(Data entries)
-- Begin --

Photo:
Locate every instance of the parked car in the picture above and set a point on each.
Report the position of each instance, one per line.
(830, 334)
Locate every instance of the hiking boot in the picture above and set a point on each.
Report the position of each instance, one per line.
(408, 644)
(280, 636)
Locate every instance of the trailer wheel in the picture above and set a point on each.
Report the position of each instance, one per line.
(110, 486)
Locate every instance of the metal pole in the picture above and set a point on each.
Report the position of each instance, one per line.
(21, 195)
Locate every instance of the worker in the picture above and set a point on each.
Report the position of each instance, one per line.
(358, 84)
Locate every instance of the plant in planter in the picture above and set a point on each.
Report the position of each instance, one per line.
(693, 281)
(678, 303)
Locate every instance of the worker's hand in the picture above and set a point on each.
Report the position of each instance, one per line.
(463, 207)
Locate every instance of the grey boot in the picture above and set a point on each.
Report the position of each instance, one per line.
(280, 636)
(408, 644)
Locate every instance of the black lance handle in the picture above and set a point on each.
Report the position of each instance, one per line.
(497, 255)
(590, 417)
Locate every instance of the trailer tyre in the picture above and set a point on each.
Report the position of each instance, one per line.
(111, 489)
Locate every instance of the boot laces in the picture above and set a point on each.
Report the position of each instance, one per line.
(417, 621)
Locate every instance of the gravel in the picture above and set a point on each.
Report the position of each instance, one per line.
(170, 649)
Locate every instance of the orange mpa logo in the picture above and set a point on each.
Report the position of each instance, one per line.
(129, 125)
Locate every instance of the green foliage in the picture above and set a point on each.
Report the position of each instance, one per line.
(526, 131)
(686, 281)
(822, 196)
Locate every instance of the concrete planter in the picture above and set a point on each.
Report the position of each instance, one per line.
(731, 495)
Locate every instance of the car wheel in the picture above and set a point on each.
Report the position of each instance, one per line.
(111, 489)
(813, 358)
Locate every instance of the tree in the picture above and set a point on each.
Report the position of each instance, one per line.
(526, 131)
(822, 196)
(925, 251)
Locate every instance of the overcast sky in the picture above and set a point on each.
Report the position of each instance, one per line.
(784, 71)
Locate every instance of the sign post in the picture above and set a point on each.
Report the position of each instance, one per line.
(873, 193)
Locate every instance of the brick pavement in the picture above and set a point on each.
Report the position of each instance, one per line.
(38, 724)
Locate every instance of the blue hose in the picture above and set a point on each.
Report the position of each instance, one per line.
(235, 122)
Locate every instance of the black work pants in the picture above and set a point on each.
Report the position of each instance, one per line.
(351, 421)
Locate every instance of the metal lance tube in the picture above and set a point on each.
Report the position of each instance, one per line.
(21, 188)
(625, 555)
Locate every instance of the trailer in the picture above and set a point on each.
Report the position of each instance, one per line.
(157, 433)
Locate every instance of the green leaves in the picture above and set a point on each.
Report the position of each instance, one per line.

-- End --

— Stated task —
Repeat word for word each line from the one with "Locate every instance of the blue" to the end of the records above, inclusive.

— Result of this exercise —
Locate every instance of the blue hose in the picture above and set a point on each.
Report the position of each instance, one per line.
(235, 122)
Locate every instance of the black work pants in the picture above and set a point on each.
Report the position of each instance, one per line.
(351, 421)
Locate every instance of the metal lance tube in the picture above and set a point on each.
Report the position of each instance, one per line.
(21, 188)
(625, 555)
Locate every instance of the trailer in the picture above and set a point on each.
Report the position of each instance, one per line.
(157, 433)
Locate every instance of the green leaves in the picture above and set a point on each.
Report the position of each instance, one per line.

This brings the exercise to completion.